======== RECORDS TO PROCESS

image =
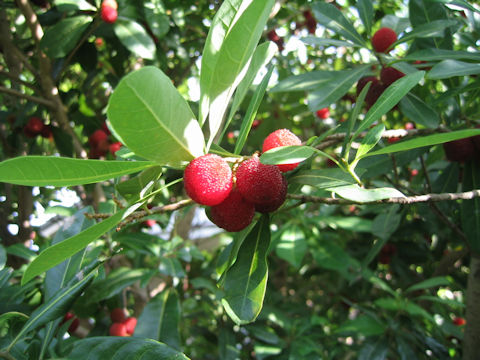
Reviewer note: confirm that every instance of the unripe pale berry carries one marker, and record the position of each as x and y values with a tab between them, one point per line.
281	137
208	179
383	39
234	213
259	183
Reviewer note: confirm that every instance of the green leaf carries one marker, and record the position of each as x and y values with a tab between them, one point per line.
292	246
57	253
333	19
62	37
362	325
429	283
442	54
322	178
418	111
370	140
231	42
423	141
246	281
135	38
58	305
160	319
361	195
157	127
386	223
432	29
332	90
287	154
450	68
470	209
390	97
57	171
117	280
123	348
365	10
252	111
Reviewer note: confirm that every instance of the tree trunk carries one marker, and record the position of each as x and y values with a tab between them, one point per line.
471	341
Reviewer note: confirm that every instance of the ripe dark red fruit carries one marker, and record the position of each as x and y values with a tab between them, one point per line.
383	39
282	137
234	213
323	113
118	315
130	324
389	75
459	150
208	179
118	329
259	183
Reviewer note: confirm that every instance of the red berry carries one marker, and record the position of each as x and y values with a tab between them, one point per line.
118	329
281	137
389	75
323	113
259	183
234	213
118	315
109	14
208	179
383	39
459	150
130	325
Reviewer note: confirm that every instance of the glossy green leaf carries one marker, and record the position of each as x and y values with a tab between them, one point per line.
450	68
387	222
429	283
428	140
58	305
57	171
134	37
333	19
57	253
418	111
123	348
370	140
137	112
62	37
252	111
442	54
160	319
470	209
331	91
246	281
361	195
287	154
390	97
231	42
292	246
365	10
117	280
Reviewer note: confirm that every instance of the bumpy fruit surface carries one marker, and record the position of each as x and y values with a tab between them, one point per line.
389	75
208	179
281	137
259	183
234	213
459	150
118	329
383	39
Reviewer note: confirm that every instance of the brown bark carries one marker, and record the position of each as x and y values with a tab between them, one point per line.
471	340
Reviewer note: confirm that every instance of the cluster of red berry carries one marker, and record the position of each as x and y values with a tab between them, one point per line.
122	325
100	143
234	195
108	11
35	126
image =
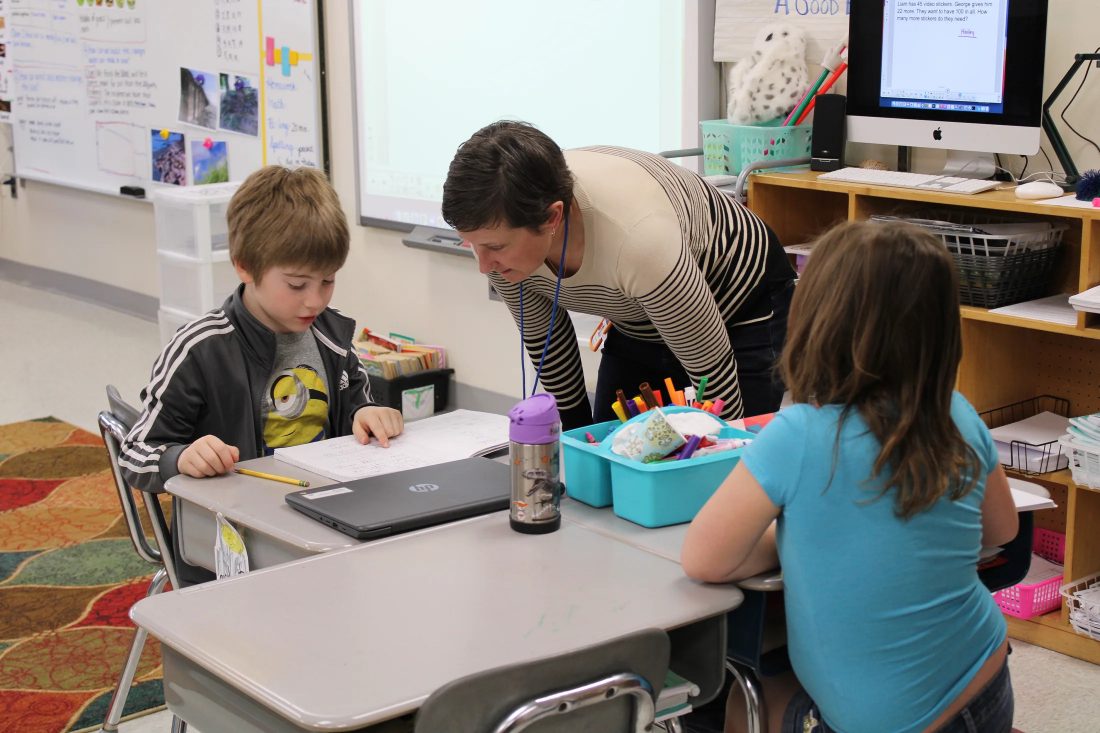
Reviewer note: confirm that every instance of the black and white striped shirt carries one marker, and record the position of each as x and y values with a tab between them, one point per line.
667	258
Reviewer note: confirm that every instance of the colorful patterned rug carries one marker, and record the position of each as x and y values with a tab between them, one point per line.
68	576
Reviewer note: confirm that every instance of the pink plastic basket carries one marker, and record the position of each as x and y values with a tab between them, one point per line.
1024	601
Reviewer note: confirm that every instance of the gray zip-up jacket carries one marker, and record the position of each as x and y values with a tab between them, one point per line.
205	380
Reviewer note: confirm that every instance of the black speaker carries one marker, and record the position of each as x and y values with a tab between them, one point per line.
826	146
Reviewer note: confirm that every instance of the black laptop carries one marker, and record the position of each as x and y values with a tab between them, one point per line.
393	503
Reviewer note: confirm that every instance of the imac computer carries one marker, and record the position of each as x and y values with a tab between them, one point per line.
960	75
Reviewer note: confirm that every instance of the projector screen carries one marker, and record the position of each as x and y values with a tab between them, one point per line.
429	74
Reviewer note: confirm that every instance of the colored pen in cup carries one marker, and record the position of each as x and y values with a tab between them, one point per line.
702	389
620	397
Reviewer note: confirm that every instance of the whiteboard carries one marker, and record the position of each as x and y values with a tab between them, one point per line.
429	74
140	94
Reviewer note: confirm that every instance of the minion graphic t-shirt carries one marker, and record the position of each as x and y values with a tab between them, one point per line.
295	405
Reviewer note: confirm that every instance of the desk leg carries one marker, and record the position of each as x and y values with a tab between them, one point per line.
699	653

================

TASK DESCRIPTION:
No images belong in the copy. Transcribe every record exactly.

EXPECTED OUTPUT:
image =
Reviewer note: confirm that every instance of the unripe pale berry carries one marker, and record the position of each as x and y values with a tab between them, one point per line.
281	137
208	179
383	39
234	213
259	183
Reviewer note: confirm that every instance of the green leaf carries one marker, and record the position of each as x and y values with a tab between them, one point per line.
292	246
57	253
333	19
62	37
362	325
429	283
442	54
322	178
418	111
370	140
231	42
423	141
246	281
135	38
58	305
160	319
361	195
157	127
386	223
432	29
332	90
287	154
450	68
470	209
390	97
57	171
117	280
123	348
365	10
252	111
Reviewer note: confirm that every instance of the tree trunk carries one marker, and record the position of each as x and y values with a tab between them, one point per line.
471	341
Reviewer note: confirm that every instance of the ripe dark red fruit carries one marker, and record the position of each as x and y values with a tab between them, one point per line.
383	39
282	137
234	213
323	113
118	315
130	324
389	75
459	150
208	179
118	329
259	183
Reviewer note: confirm that every instance of the red berry carries one marker, and record the position of each as x and y values with a tab between them, one point per line.
118	329
281	137
389	75
323	113
259	183
234	213
118	315
109	14
208	179
383	39
459	150
130	325
Reviewer note: confirm that every instance of the glossy green leaf carries one marker, and record the position of each as x and y values with a tab between them, one point per line.
450	68
387	222
429	283
428	140
58	305
57	171
134	37
333	19
57	253
418	111
123	348
370	140
137	112
62	37
252	111
442	54
160	319
470	209
331	91
246	281
361	195
287	154
390	97
231	42
292	246
365	10
117	280
Reviewer note: confirm that every instance of the bumpy fruit surface carries one marker, and record the position of each as x and y values with a tab between them, one point per line.
389	75
208	179
281	137
259	183
234	213
459	150
118	329
383	39
Reviewer note: confirm that every instance of the brown bark carries one marker, and record the position of each as x and y values with a tab between them, one point per line.
471	340
Reviewer note: confirm that every instance of the cluster of red berry carries one marker, and record the position of each as x and y values with a tab between them, one point per line.
122	325
100	143
234	195
108	11
35	126
image =
Reviewer note: confirm that every instance of the black and white striped shirt carries one marker, and record the position of each as x and y values with a tab between them, one point per line.
667	258
Reviewer note: confirm that every instance of the colorful patterned rug carries one marker, and record the position of each as x and y values with a tab between them, one point per line.
68	576
Reviewer note: confirm that every instance of the pink plastic basket carries one marker, and record the position of each as x and y values with a tab between them, one point per line.
1024	601
Reviewer note: confirm that every instance of the gray zip-up jacket carries one marker, and record the position of each as x and y values with a tab between them, one point per line.
205	380
Reviewer note: confirm that every instance of the black speaker carries one marker, and record the position of each as x and y values with a tab between them, one point per line.
826	146
Reviewer note: confirm that every instance of the black laptop carries one marker, and record the position of each as x and y values with a tab between them, one point per line.
393	503
Reviewer note: confirm that every instance of the imac computer carries one marker, and record the position of each as x and y values with a tab between them, one point per line.
960	75
Reviewer note: confirm that every instance of the projector screen carries one marker, and record the position of each as x and y values with a tab between them, one point per line.
429	74
Reviewer note: confirm that every instance of the colored pen in cup carries one marker, and record the position of each as x and y values with a tab between them, one point per line.
702	389
620	397
Reviewer note: confirm that every instance of the whiteboard carries one marker, and record the position of each as x and y values with a tab between them, one point per line.
429	74
140	94
Reviewer note: confirm that every instance of the minion graphic t-shirt carries one marker, and record the position of each as x and y values with a tab between them, one point per line.
295	405
Reviewer note: confirm that every instance of the desk leg carries one marker, and record the position of each as x and y values with a tab between them, one point per line.
699	653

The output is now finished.